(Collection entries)

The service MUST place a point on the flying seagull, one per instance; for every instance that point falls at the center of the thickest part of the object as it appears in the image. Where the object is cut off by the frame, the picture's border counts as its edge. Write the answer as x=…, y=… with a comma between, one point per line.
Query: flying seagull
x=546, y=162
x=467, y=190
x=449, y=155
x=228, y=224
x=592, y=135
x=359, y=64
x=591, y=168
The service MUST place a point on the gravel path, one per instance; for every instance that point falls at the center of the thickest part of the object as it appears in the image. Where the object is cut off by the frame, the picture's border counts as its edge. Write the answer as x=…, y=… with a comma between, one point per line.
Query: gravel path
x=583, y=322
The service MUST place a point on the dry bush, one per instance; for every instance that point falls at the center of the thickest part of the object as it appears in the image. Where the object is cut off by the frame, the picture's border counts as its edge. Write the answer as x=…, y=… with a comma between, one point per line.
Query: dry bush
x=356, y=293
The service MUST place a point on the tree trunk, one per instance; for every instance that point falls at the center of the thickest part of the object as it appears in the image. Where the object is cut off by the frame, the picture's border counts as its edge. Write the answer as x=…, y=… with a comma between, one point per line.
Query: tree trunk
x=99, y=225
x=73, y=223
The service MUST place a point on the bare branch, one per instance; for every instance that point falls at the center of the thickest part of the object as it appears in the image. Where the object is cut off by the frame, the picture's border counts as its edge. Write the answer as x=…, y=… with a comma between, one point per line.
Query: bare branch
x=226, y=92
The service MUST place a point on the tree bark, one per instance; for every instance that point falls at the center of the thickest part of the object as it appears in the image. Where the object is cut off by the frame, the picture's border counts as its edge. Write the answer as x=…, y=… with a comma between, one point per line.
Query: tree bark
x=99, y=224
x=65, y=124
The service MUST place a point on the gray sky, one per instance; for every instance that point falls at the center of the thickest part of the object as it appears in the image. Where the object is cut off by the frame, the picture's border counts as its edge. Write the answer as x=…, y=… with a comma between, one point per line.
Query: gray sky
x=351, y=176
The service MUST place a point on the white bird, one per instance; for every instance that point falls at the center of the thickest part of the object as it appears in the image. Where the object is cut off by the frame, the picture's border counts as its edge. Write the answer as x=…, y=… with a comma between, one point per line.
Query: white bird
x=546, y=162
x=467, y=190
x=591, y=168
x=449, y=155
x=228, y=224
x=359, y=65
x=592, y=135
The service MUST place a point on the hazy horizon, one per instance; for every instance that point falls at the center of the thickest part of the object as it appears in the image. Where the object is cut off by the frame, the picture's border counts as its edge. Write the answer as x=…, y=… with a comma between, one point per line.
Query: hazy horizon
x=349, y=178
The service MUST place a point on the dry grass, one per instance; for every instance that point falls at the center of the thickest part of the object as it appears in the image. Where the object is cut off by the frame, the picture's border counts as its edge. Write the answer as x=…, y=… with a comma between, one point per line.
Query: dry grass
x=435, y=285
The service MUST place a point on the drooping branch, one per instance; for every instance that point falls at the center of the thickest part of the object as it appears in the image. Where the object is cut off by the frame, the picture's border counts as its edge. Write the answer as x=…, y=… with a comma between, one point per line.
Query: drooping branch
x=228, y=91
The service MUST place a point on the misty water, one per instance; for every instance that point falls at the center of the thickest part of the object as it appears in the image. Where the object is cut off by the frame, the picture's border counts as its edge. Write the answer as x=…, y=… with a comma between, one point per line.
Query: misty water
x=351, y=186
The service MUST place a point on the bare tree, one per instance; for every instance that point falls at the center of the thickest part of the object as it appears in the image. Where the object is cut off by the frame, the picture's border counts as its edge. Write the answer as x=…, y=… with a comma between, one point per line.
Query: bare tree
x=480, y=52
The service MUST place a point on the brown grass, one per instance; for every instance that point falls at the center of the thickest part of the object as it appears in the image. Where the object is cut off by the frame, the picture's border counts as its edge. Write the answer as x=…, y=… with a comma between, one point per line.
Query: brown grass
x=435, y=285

- **Problem to work on**
Would you give the entries back word for word?

- **Written response**
The service MUST place a point on the flying seagull, one per instance; for every instance that point falls at the center of the thickest part of the object as it appears in the image. Where the object is cut off by the frame, the picture's border counts as its edge. Write the answer as x=…, y=… with a comma between, one point per line.
Query: flying seagull
x=546, y=162
x=467, y=190
x=449, y=155
x=228, y=224
x=592, y=135
x=359, y=64
x=591, y=168
The service MUST place a point on the gravel path, one per instance; for every instance that point falls at the center of the thickest part of the object as it appears in the image. Where the object is cut off by the frame, the picture's border counts as its edge. Write the answer as x=…, y=… with a comma between, one point per line.
Query: gravel path
x=583, y=322
The service MUST place a point on the dry bush, one per instance; for every instance that point falls at the center of the thickest part of the object as it appears in the image. Where the object is cut off by the frame, the picture's border counts as its edge. Write the answer as x=…, y=… with a comma between, one point per line.
Query: dry bush
x=356, y=293
The service MUST place a point on the tree trunk, one per instance; for every instance that point falls at the center of the thickest part of the object as it appears in the image. Where the object is cut off by the frame, the picture's border counts as its edge. Write the answer as x=…, y=… with a comma between, one point per line.
Query: tree trunk
x=99, y=225
x=73, y=223
The service MUST place a point on the bare branch, one per instance; for every instance that point falls at the center of the thickest part of the object as it appears in the image. Where the object is cut off by the frame, the picture's border counts as its edge. Write the answer as x=…, y=… with a comma between, one point per line.
Query: bare branch
x=226, y=92
The service MUST place a point on the tree bark, one per instance; for every instance that point falls at the center of the thickest part of the object as it appears in the image. Where the object is cut off by the frame, the picture's border counts as its edge. Write the answer as x=…, y=… with a comma between, one point per line.
Query: tree bark
x=99, y=224
x=65, y=124
The service MUST place a point on the gray sky, one per instance; for every instance that point falls at the center of the thickest part of the object as it appears in the image. Where the object is cut off by the frame, the picture's border counts as its edge. Write the answer as x=…, y=… with a comma between, one point per line.
Query: gray sky
x=351, y=176
The service MUST place a point on the white bird, one per instance; for every instance that point falls at the center of the thickest part of the object as it appears in the image. Where the object is cut off by the frame, the picture's border counts as its edge. Write the answer as x=…, y=… with a comma between, one point per line.
Query: white bird
x=546, y=162
x=467, y=190
x=591, y=168
x=449, y=155
x=228, y=224
x=359, y=65
x=592, y=135
The service MUST place a point on the hazy horizon, one per instance; for every instance that point falls at the center of the thickest part of the object as it appears in the image. Where the object is cut off by the frame, the picture's border counts as its edge. Write the answer as x=…, y=… with a comma between, one point per line.
Query: hazy horizon
x=349, y=178
The service MUST place a point on the dry grass, one per instance; for every instance that point falls at the center of the thickest part of the object as it appears in the image. Where the object is cut off by the frame, the picture's border counts as its edge. Write the answer as x=…, y=… with a comma between, one point per line.
Query: dry grass
x=435, y=285
The service MUST place a point on the drooping branch, one per instance; for every instance that point falls at the center of the thickest part of the object as it appears in the image. Where the object is cut off by the frame, the picture's border counts as its edge. Write the answer as x=…, y=… with a comma between, one point per line.
Query: drooping branch
x=228, y=91
The service MUST place a point on the misty water, one per instance; for every instance that point falls at the center of the thickest part of the object as it appears in the image. Where the object is cut off by the frame, the picture's border counts as its edge. Write the answer as x=…, y=… with a comma between, one point per line.
Query: misty water
x=351, y=186
The service MUST place a point on the bare tree, one per instance; for every instance that point falls at the center of the thickest part of the object as it appears in the image. Where the object is cut off by the frame, the picture's border counts as its edge. Write the answer as x=…, y=… with a comma between, one point per line.
Query: bare tree
x=480, y=52
The service MUST place a point on the brown grass, one per instance; for every instance that point falls at the center of the thickest part of the object as it appears in the image. Where the object is cut off by the frame, the picture's border counts as its edge. Write the answer as x=…, y=… with a comma between, one point per line.
Query: brown grass
x=435, y=285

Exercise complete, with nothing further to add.